Rispondi a queste domande sul brano del terremoto:
(a) Da quale età tre generazioni si erano chiuse nelle officine?
(b) Di quale gioco è la casella di partenza a cui tornano i vecchi?
(c) In quanto tempo è stato frullato tutto il lavoro di quelle generazioni?

(Brano proposto)

================================

La crisi è ormai arrivata al Nord, accompagnata da una colonna sonora ritmata sui tragici botti delle scosse sismiche che hanno improvvisamente svelato il castello di carta su cui si fondavano questi territori: “Per i laboriosi locali, sarebbe stato molto più doloroso e complicato. Loro erano cresciuti con l’idea che c’era una morale, una specie di lieto fine, nella storia: lavori, lavori, lavori come un somaro dalla mattina alla sera per anni e anni, e risparmi, e sei un buon cittadino, e ti presti alla comunità, e alla fine sarai premiato. Questa era la convinzione che aveva spinto tre generazioni a chiudersi nelle officine da quando avevano quattordici anni. Tutti erano sempre stati convinti che il gioco valesse la candela.” Il terremoto ha presentato il conto, ha fatto crollare tante certezze costruite nel dopoguerra insieme alle case edificate “da generazioni di formiche infaticabili, mattoni, valore, patrimonio, ascesa sociale, stabilizzazione. E adesso sono chiuse, e i proprietari sono vecchi e dispersi – tra figli, parenti, sistemazioni di fortuna – e la grande epopea finisce con quei vecchi che come in un gioco dell’oca tornano alla casella di partenza, al freddo, alla precarietà, alla mancanza di ogni sicurezza – come un ritorno fasullo alla loro giovinezza, ma senza più energia, senza speranze, senza futuro. Quanta fatica, centinaia di milioni di ore di tornio, di fresa, di saldatura, di presse, di vernici – e commerci, edilizia, capannoni e centri direzionali di paese -, tutto frullato e fottuto in un semplice minuto.”

================================

Elenco dei dati

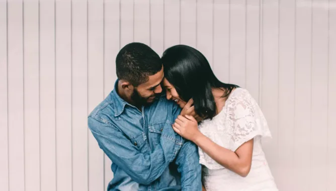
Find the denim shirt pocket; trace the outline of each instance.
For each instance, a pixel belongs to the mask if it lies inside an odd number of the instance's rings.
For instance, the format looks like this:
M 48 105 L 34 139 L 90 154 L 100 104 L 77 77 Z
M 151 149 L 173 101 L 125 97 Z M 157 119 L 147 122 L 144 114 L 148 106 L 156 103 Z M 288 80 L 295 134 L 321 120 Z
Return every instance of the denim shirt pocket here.
M 141 153 L 145 153 L 148 152 L 148 148 L 146 141 L 146 135 L 144 132 L 133 136 L 129 139 L 132 144 L 135 146 Z
M 155 148 L 160 141 L 162 131 L 165 124 L 165 121 L 156 123 L 148 126 L 149 140 L 151 140 L 152 148 Z
M 163 128 L 171 128 L 171 130 L 163 131 Z M 149 140 L 151 141 L 151 144 L 153 148 L 155 148 L 160 141 L 160 138 L 161 136 L 164 136 L 167 139 L 171 141 L 175 141 L 175 137 L 174 135 L 174 130 L 172 127 L 172 122 L 169 120 L 161 121 L 153 123 L 148 126 Z

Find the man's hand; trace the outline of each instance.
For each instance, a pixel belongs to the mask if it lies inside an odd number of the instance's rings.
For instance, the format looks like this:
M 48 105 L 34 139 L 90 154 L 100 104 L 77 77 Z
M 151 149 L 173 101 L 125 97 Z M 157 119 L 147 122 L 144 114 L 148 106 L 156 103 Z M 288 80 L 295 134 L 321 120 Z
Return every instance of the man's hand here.
M 190 115 L 193 117 L 197 121 L 197 122 L 200 122 L 202 121 L 203 118 L 200 117 L 195 111 L 195 107 L 193 105 L 194 103 L 193 99 L 190 99 L 188 101 L 188 103 L 185 105 L 184 107 L 182 109 L 181 111 L 181 115 L 182 115 L 184 117 L 186 116 L 186 115 Z

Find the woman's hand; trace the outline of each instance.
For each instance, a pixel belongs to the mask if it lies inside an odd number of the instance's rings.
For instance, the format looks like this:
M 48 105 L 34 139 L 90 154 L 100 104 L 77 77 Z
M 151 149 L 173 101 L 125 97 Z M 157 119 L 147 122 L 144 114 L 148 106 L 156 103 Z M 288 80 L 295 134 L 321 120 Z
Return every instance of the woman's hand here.
M 194 142 L 203 134 L 198 130 L 197 121 L 194 117 L 186 115 L 179 115 L 173 124 L 173 128 L 184 138 Z
M 185 116 L 186 115 L 191 115 L 194 117 L 197 122 L 200 122 L 202 121 L 203 118 L 197 115 L 195 111 L 195 107 L 192 105 L 193 103 L 193 99 L 190 99 L 183 108 L 182 108 L 181 115 L 183 116 Z

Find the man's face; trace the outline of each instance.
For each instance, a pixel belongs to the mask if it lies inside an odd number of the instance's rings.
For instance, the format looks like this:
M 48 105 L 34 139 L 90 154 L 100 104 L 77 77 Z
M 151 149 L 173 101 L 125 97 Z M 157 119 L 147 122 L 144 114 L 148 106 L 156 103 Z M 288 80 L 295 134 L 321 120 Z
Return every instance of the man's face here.
M 162 92 L 160 83 L 163 79 L 163 69 L 148 77 L 148 81 L 134 87 L 131 96 L 137 105 L 146 105 L 152 103 Z

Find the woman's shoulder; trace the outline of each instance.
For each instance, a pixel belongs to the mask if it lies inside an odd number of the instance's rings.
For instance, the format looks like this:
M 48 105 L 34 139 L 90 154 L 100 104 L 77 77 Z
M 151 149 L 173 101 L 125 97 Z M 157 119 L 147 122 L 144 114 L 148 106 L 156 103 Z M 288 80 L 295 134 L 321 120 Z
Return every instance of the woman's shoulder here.
M 242 88 L 236 88 L 232 90 L 229 95 L 228 100 L 240 100 L 249 101 L 253 98 L 252 96 L 247 89 Z

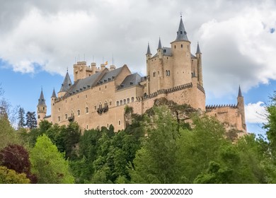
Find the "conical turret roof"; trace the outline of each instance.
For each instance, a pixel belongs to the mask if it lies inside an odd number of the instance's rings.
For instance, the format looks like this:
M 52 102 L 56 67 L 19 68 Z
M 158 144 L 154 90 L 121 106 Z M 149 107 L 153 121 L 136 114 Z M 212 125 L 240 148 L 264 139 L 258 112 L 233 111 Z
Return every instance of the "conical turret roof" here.
M 243 95 L 241 94 L 241 86 L 238 86 L 238 97 L 243 97 Z
M 59 92 L 67 91 L 67 90 L 69 89 L 69 88 L 71 87 L 71 85 L 72 85 L 72 83 L 71 81 L 70 76 L 69 76 L 68 71 L 67 71 L 67 73 L 66 73 L 64 81 L 63 81 L 63 83 L 62 84 L 62 88 L 60 88 Z
M 151 54 L 151 49 L 149 49 L 149 43 L 148 42 L 148 50 L 146 50 L 146 55 L 147 54 Z
M 201 54 L 200 44 L 198 43 L 198 42 L 197 42 L 197 52 L 195 54 Z
M 178 31 L 177 32 L 177 36 L 176 41 L 178 40 L 187 40 L 189 41 L 187 37 L 187 32 L 185 30 L 184 23 L 182 21 L 182 16 L 180 18 L 180 22 L 179 23 Z
M 162 45 L 161 44 L 161 39 L 159 37 L 159 42 L 158 43 L 158 48 L 157 50 L 161 50 L 162 49 Z
M 54 90 L 52 91 L 52 93 L 51 98 L 57 98 L 57 95 L 56 95 L 56 92 L 54 91 Z
M 40 97 L 40 99 L 38 99 L 38 106 L 46 107 L 45 99 L 44 99 L 44 95 L 43 95 L 42 89 L 41 89 Z

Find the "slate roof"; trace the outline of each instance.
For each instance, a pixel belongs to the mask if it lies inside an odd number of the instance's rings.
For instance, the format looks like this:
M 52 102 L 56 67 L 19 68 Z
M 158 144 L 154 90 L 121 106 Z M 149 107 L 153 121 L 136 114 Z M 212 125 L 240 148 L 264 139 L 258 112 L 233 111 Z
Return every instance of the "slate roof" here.
M 40 99 L 38 99 L 38 106 L 46 107 L 45 99 L 44 99 L 44 95 L 43 95 L 43 91 L 42 90 L 41 90 L 40 97 Z
M 137 86 L 139 85 L 139 83 L 141 82 L 141 76 L 139 75 L 137 73 L 128 75 L 122 82 L 117 90 L 121 90 L 134 86 Z
M 54 91 L 54 90 L 52 91 L 52 93 L 51 98 L 57 98 L 57 95 L 56 95 L 56 92 Z
M 64 81 L 63 81 L 63 83 L 62 84 L 62 88 L 60 88 L 59 92 L 67 91 L 70 88 L 71 85 L 72 85 L 72 82 L 71 81 L 70 76 L 67 71 L 67 73 L 66 73 Z
M 201 54 L 200 44 L 198 44 L 198 42 L 197 42 L 197 52 L 195 54 Z
M 180 18 L 180 23 L 179 23 L 178 31 L 177 32 L 177 36 L 176 41 L 179 40 L 189 40 L 187 37 L 187 32 L 185 30 L 183 21 L 182 21 L 182 16 Z
M 148 43 L 148 50 L 146 50 L 146 54 L 151 54 L 151 49 L 149 49 L 149 43 Z

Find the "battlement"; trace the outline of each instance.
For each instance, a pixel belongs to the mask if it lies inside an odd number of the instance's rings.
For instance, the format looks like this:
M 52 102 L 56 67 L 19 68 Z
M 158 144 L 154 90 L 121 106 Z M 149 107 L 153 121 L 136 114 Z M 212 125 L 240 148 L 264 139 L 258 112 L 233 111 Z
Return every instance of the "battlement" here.
M 236 105 L 207 105 L 206 110 L 214 110 L 217 108 L 222 108 L 222 107 L 237 108 L 238 106 Z

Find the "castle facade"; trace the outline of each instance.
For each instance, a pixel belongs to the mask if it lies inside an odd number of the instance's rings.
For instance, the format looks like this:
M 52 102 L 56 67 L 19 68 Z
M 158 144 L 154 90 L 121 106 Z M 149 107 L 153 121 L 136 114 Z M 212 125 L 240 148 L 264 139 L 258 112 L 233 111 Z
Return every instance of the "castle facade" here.
M 152 55 L 149 44 L 146 54 L 146 76 L 132 74 L 127 65 L 116 68 L 97 67 L 78 62 L 74 65 L 74 82 L 68 71 L 59 91 L 51 97 L 51 115 L 42 91 L 38 100 L 38 121 L 54 124 L 76 122 L 82 129 L 109 127 L 116 131 L 126 127 L 125 107 L 142 114 L 153 107 L 154 100 L 165 98 L 177 104 L 188 104 L 202 112 L 216 117 L 230 128 L 246 132 L 244 103 L 239 88 L 237 105 L 205 106 L 202 53 L 197 43 L 195 55 L 190 52 L 184 24 L 180 18 L 176 39 L 171 47 L 162 47 L 159 38 L 157 52 Z

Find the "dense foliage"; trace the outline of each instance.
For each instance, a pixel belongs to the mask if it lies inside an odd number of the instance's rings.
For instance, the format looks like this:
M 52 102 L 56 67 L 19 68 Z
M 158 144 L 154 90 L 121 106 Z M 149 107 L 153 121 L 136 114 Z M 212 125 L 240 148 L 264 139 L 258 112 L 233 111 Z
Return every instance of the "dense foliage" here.
M 204 115 L 183 122 L 173 112 L 185 108 L 159 104 L 137 115 L 126 107 L 125 130 L 82 134 L 74 122 L 15 130 L 2 111 L 0 183 L 276 183 L 276 95 L 267 138 L 238 139 Z

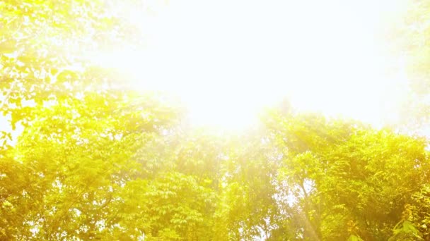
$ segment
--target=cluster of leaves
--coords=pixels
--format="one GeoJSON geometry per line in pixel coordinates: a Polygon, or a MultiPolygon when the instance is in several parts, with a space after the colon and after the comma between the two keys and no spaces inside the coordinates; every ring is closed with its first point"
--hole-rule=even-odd
{"type": "Polygon", "coordinates": [[[1,110],[24,127],[0,135],[0,240],[430,238],[424,140],[279,109],[188,128],[82,59],[139,41],[122,2],[0,1],[1,110]]]}

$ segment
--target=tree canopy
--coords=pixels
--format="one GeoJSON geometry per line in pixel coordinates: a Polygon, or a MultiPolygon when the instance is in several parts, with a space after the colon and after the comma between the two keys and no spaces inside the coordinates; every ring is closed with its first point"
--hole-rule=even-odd
{"type": "MultiPolygon", "coordinates": [[[[414,4],[416,87],[430,2],[414,4]]],[[[140,44],[129,8],[150,11],[0,1],[0,240],[430,239],[426,138],[286,105],[246,132],[191,127],[178,99],[87,58],[140,44]]]]}

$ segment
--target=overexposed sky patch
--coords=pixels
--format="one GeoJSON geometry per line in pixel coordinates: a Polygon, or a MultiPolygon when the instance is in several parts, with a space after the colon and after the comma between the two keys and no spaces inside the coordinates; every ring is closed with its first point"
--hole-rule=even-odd
{"type": "Polygon", "coordinates": [[[404,1],[154,3],[129,13],[145,46],[100,59],[132,73],[134,87],[178,94],[196,123],[245,125],[287,96],[298,109],[379,124],[401,96],[377,36],[404,1]]]}

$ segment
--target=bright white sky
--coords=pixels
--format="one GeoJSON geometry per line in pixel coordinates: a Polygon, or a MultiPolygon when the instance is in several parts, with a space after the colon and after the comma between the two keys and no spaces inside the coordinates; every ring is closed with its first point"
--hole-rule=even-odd
{"type": "Polygon", "coordinates": [[[197,124],[245,126],[285,96],[299,110],[374,125],[395,117],[405,80],[382,73],[376,36],[402,0],[157,3],[129,13],[146,33],[141,51],[98,61],[132,73],[134,88],[179,95],[197,124]]]}

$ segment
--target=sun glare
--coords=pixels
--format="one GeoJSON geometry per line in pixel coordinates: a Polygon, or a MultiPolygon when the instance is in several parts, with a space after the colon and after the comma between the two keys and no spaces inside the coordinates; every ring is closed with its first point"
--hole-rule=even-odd
{"type": "Polygon", "coordinates": [[[285,97],[298,110],[379,125],[395,118],[386,110],[401,93],[388,86],[403,80],[384,75],[378,27],[403,4],[171,1],[151,14],[130,13],[145,46],[96,58],[131,73],[134,88],[179,95],[199,125],[246,126],[285,97]]]}

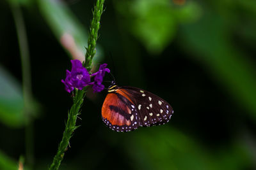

================================

(Soluzione dell'esercizio)
(a) Da quattordici anni.
(b) Del gioco dell'oca.
(c) In un semplice minuto.